> _Tasks_
1 > Retype the stretch of the memchr patch thread from "On Wed, Jun 22, 2022 at 11:03" through "the constant string.".
2 > In the memchr patch thread, which PR number does the patch's changelog entry cite?
3 > List every distinct email address that appears in the memchr patch thread.

On Wed, Jun 22, 2022 at 11:03 PM Richard Biener
<richard.guent...@gmail.com> wrote:
>
> On Wed, Jun 22, 2022 at 7:13 PM H.J. Lu <hjl.to...@gmail.com> wrote:
> >
> > On Wed, Jun 22, 2022 at 4:39 AM Richard Biener
> > <richard.guent...@gmail.com> wrote:
> > >
> > > On Tue, Jun 21, 2022 at 11:03 PM H.J. Lu via Gcc-patches
> > > <gcc-patches@gcc.gnu.org> wrote:
> > > >
> > > > When memchr is applied on a constant string of no more than the bytes of
> > > > a word, inline memchr by checking each byte in the constant string.
> > > >
> > > > int f (int a)
> > > > {
> > > >    return  __builtin_memchr ("eE", a, 2) != 0;
> > > > }
> > > >
> > > > is simplified to
> > > >
> > > > int f (int a)
> > > > {
> > > >   return (char) a == 'e' || (char) a == 'E';
> > > > }
> > > >
> > > > gcc/
> > > >
> > > >         PR tree-optimization/103798
> > > >         * match.pd (__builtin_memchr (const_str, a, N)): Inline memchr
> > > >         with constant strings of no more than the bytes of a word.
> > >
> > > Please do this in strlenopt or so, with match.pd you will end up moving
> > > the memchr loads across possible aliasing stores to the point of the
> > > comparison.
> >
> > strlenopt is run after many other passes.  The code won't be well optimized.
>
> What followup optimizations do you expect?  That is, other builtins are only

reassociation and dce turn

  _5 = a_2(D) == 101;
  _6 = a_2(D) == 69;
  _1 = _5 | _6;
  _4 = (int) _1;

into

  _7 = a_2(D) & -33;
  _8 = _7 == 69;
  _1 = _8;
  _4 = (int) _1;

> expanded inline at RTL expansion time?

Some high level optimizations will be missed and
TARGET_GIMPLE_FOLD_BUILTIN improves builtins
codegen.

> > Since we are only optimizing
> >
> > __builtin_memchr ("eE", a, 2) != 0;
> >
> > I don't see any aliasing store issues here.
>
> Ah, I failed to see the STRING_CST restriction.  Note that when optimizing for
> size this doesn't look very good.

True.

> I would expect a target might produce some vector code for
> memchr ("aAbBcCdDeE...", c, 9) != 0 by splatting 'c', doing
> a v16qimode compare, masking off excess elements beyond length
> and then comparing against zero or for == 0 against all-ones.

> _Data lines_

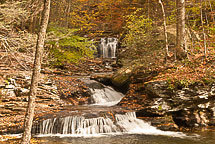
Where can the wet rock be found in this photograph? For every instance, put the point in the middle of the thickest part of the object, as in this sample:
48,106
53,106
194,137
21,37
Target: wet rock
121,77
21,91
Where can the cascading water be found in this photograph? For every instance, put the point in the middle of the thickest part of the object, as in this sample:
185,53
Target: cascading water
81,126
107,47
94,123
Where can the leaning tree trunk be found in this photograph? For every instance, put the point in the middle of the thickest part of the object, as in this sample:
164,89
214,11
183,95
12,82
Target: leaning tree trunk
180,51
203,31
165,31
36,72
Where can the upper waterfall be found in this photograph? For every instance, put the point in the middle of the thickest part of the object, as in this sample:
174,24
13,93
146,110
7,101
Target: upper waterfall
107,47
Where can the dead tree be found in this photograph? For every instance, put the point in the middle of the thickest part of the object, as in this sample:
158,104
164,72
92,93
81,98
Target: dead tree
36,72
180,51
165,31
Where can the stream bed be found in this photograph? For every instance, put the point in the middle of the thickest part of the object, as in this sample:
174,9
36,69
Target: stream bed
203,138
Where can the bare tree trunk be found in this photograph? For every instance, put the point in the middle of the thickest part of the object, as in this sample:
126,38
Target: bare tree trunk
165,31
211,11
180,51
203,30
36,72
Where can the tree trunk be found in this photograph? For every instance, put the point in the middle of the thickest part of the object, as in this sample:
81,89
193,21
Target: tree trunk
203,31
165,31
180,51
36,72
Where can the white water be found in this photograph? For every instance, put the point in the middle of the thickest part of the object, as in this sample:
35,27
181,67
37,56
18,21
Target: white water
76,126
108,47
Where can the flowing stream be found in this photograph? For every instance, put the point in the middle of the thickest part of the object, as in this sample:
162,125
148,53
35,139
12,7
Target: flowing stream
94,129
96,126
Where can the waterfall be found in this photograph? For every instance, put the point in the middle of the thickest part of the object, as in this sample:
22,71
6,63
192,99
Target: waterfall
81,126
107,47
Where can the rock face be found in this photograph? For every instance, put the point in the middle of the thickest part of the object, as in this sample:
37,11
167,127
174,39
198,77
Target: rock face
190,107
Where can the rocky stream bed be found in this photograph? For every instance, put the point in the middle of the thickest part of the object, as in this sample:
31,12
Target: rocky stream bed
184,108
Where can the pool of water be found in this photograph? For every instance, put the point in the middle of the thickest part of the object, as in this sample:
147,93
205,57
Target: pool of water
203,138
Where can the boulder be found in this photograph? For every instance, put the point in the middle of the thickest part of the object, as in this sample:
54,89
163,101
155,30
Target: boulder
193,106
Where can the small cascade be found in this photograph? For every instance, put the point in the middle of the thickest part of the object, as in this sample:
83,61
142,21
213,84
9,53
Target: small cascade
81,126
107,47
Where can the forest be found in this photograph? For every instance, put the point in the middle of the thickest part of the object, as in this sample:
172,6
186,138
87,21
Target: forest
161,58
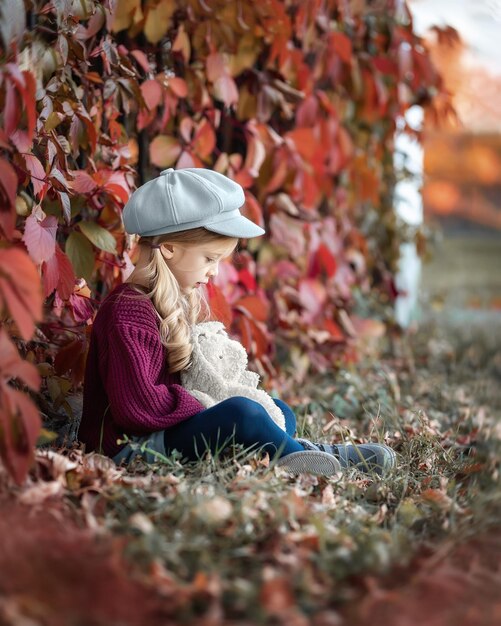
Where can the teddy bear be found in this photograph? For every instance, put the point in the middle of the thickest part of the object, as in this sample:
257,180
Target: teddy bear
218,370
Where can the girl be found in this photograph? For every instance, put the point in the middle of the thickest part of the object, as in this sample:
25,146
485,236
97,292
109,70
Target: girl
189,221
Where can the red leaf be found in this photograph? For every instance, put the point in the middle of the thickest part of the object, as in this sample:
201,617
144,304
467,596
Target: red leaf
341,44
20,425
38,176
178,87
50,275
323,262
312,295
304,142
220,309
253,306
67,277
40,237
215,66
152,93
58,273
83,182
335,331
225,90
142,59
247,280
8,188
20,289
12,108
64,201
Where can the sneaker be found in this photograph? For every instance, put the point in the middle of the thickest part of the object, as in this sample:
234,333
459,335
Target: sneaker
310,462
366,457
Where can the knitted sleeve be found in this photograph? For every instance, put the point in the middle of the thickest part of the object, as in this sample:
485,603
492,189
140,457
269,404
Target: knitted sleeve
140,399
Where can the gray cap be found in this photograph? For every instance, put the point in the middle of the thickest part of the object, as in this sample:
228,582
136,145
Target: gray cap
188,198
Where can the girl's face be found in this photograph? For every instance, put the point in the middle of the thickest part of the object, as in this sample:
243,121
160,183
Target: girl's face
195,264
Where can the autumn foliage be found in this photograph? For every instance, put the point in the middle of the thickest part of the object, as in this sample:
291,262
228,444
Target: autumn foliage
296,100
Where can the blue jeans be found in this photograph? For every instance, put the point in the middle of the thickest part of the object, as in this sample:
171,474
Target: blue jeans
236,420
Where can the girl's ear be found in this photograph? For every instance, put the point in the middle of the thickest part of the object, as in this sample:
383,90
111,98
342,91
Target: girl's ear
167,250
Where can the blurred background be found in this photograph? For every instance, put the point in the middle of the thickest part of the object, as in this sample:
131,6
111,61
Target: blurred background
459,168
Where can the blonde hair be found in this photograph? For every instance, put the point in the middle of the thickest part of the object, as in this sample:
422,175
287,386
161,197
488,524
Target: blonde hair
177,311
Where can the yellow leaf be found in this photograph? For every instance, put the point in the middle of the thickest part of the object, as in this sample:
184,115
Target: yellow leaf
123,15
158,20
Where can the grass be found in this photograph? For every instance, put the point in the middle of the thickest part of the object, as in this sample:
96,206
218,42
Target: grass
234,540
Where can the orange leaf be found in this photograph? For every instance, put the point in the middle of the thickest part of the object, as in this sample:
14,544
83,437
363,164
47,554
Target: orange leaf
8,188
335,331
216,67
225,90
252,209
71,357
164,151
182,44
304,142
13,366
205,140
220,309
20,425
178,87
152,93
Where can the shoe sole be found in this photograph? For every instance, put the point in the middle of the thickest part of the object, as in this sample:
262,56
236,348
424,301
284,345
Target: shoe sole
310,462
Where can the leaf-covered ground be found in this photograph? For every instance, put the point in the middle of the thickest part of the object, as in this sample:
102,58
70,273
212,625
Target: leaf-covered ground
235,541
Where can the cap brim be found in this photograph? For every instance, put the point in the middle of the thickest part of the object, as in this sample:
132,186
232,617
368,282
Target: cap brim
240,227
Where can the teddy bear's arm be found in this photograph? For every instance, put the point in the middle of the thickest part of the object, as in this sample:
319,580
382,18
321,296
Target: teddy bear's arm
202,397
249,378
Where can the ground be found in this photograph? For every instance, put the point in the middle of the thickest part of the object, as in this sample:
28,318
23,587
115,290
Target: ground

> _Worked answers_
1 >
On Wed, Jun 22, 2022 at 11:03 PM Richard Biener
<richard.guent...@gmail.com> wrote:
>
> On Wed, Jun 22, 2022 at 7:13 PM H.J. Lu <hjl.to...@gmail.com> wrote:
> >
> > On Wed, Jun 22, 2022 at 4:39 AM Richard Biener
> > <richard.guent...@gmail.com> wrote:
> > >
> > > On Tue, Jun 21, 2022 at 11:03 PM H.J. Lu via Gcc-patches
> > > <gcc-patches@gcc.gnu.org> wrote:
> > > >
> > > > When memchr is applied on a constant string of no more than the bytes of
> > > > a word, inline memchr by checking each byte in the constant string.

2 > PR tree-optimization/103798

3 >
richard.guent...@gmail.com
hjl.to...@gmail.com
gcc-patches@gcc.gnu.org